» **Task to carry out**:
Locate every line in the items below that contains the string "Target" and copy each one. Treat uppercase and lowercase as different.

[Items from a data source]
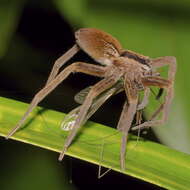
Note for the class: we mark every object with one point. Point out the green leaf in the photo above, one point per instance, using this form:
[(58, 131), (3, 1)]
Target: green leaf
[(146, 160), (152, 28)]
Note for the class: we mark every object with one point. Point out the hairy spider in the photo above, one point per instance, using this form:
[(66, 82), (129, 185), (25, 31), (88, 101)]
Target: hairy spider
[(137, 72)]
* * *
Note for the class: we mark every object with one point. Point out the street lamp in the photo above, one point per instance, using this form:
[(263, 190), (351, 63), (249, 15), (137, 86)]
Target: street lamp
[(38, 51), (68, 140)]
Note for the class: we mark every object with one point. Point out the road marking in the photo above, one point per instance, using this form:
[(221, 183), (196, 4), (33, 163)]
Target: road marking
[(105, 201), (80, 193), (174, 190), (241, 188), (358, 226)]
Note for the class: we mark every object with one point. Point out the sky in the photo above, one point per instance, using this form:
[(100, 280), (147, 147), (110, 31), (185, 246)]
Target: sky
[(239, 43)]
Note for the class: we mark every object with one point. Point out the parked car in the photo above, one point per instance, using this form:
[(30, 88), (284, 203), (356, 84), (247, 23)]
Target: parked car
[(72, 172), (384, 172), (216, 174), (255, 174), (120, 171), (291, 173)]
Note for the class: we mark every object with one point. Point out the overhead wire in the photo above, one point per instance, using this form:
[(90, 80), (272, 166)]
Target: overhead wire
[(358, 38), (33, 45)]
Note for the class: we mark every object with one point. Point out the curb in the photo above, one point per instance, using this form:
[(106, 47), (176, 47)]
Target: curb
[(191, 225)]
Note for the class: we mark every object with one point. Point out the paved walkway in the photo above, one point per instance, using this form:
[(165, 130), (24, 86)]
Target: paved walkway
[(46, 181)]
---
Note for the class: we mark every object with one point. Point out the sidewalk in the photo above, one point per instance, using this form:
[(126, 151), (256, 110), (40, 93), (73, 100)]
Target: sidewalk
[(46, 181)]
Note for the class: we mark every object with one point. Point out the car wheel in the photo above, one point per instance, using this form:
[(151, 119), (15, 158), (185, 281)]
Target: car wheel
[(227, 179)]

» **Solution**:
Target: green leaf
Target: hairy spider
Target: street lamp
Target: road marking
Target: sky
Target: parked car
Target: overhead wire
Target: curb
Target: paved walkway
Target: sidewalk
Target: car wheel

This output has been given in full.